(Named-object pointing records)
§

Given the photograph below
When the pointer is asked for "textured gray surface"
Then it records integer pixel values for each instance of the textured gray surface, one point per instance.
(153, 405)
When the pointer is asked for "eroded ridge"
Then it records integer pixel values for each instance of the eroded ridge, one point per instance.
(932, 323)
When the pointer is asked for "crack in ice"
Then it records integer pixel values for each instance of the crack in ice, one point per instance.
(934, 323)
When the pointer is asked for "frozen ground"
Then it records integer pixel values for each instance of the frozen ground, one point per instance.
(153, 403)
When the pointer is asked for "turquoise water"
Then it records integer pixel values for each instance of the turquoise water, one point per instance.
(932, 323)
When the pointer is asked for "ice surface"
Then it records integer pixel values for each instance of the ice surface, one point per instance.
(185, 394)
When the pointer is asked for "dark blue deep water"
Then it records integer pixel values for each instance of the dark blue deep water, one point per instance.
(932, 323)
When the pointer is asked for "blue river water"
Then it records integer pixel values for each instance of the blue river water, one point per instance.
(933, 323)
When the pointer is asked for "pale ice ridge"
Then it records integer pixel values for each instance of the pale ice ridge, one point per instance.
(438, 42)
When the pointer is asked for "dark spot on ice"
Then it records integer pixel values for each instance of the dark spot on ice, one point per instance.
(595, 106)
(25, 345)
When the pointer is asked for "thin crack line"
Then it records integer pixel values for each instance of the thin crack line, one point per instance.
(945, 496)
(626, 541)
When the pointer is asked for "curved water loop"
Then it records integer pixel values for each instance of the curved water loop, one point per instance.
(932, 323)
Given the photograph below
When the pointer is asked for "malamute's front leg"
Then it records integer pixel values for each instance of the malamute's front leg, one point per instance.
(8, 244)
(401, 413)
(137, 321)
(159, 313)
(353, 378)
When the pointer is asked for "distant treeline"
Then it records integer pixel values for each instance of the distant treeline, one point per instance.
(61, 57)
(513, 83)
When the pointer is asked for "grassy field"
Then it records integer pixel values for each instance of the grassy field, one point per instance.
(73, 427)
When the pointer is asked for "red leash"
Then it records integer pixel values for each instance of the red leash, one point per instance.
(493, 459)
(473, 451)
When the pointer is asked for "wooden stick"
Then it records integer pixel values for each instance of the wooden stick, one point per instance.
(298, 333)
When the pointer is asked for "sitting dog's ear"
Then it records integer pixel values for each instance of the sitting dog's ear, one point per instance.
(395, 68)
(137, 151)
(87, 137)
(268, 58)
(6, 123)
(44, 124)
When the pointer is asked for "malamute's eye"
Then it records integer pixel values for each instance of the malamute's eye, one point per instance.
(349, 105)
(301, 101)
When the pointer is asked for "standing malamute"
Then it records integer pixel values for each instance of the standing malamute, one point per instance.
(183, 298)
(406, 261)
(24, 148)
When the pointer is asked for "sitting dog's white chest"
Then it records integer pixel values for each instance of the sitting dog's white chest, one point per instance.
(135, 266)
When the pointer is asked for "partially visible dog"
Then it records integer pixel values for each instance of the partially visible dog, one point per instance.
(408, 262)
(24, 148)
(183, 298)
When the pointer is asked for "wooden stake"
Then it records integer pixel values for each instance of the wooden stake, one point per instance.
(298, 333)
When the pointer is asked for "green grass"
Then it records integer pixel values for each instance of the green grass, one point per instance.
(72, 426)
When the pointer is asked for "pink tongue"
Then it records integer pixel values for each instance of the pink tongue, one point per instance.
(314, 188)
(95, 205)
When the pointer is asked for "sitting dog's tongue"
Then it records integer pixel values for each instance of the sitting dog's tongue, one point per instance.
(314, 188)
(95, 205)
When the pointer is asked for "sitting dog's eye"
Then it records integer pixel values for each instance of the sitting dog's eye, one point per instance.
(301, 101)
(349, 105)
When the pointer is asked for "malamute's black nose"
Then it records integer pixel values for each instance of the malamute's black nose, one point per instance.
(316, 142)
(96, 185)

§

Set task:
Each record above should be repeated exactly as it appears.

Expected answer:
Given the photograph below
When the pointer is asked for "textured gray surface"
Then it records integer pixel values for each instance of the textured gray surface, one point per instance.
(153, 405)
When the pointer is asked for "eroded ridge"
Then it records integer pixel values for each instance of the eroded ridge, one point per instance.
(932, 323)
When the pointer is asked for "crack in ice"
Then it records integer pixel values for each instance of the crack in ice, one point per instance.
(934, 323)
When the pointer is asked for "frozen ground"
Then it records integer pixel values for each instance of the frozen ground, one point per instance.
(153, 403)
When the pointer is asked for "turquoise water"
Then it records integer pixel values for each instance of the turquoise water, one point per instance.
(932, 323)
When the pointer is asked for "ice surface"
Then it records integer pixel values for each instance of the ice surface, one point per instance.
(185, 394)
When the pointer is asked for "dark blue deep water"
Then it records integer pixel values for each instance of the dark blue deep water, one point per instance.
(932, 323)
When the pointer is asked for "blue river water"
Then it records integer pixel values for each instance of the blue river water, one point per instance.
(933, 323)
When the pointer is asked for "pale ice ridge"
Then it records integer pixel values for each instance of the pale ice ridge, one point per instance.
(438, 42)
When the pointer is asked for "dark spot on ice"
Then it records integer pixel values for each instance of the dark spot on ice, one point per instance.
(595, 106)
(25, 345)
When the pointer is asked for "thin crack line"
Then it records integer pixel values for each instance of the thin crack line, one point per instance.
(945, 496)
(626, 541)
When the pointer is asked for "curved water loop"
Then it records integer pixel values for each instance of the curved water loop, one point per instance.
(932, 323)
Given the photograph below
When the pointer is asked for "malamute's front leg"
Then it records integer pixel values for each instance of the malamute's front leg, one point per instance.
(8, 244)
(401, 413)
(137, 321)
(159, 313)
(353, 378)
When the pointer is asked for "distant treeline"
Then it records integer pixel values for each instance of the distant treeline, one point per instance.
(61, 57)
(513, 83)
When the pointer is asked for "grassy field"
Then it records integer pixel values for each instance of the grassy field, one point per instance.
(73, 427)
When the pointer is asked for "red leash"
Then it records integer pixel values for each instance of the red leash, one point per instance.
(493, 459)
(473, 451)
When the pointer is asked for "wooden stick"
Then it records integer pixel values for each instance of the wooden stick, one point per instance.
(298, 333)
When the pointer is asked for "sitting dog's ear"
Then it records integer pixel values for each instance of the sitting dog's ear, one point per instance.
(395, 68)
(137, 151)
(87, 137)
(268, 58)
(6, 123)
(44, 124)
When the pointer is asked for "malamute's eye"
Then it records integer pixel values for each instance of the malamute's eye, one point per instance.
(349, 105)
(301, 101)
When the pointer is asked for "standing malamute"
Then it records integer pixel values for each instance of the standing malamute, one point per instance.
(183, 298)
(406, 261)
(24, 148)
When the pointer is asked for "sitting dog's white chest"
Then it records integer pixel values for each instance of the sitting dog's white chest, one point per instance.
(135, 266)
When the pointer is asked for "partially visible dog"
Then it records integer pixel values for each instance of the partially visible dog, one point per instance.
(408, 262)
(24, 148)
(183, 298)
When the pointer is asked for "wooden stake"
Then it records integer pixel values for each instance of the wooden stake, one point per instance.
(298, 333)
When the pointer is asked for "green grass"
Then it records integer pixel values for each instance of the green grass, one point per instance.
(72, 426)
When the pointer is asked for "pink tongue"
Then it records integer pixel values for each instance of the pink tongue, one point per instance.
(314, 188)
(95, 205)
When the pointer is asked for "sitting dog's tongue"
Then it records integer pixel values for each instance of the sitting dog's tongue, one point per instance.
(314, 188)
(95, 205)
When the pointer is asked for "sitting dog's eye"
Then it records integer pixel values for each instance of the sitting dog's eye, one point per instance.
(301, 101)
(349, 105)
When the pointer is asked for "malamute's black nose"
Then it records integer pixel values for each instance of the malamute's black nose, one point per instance.
(316, 142)
(96, 185)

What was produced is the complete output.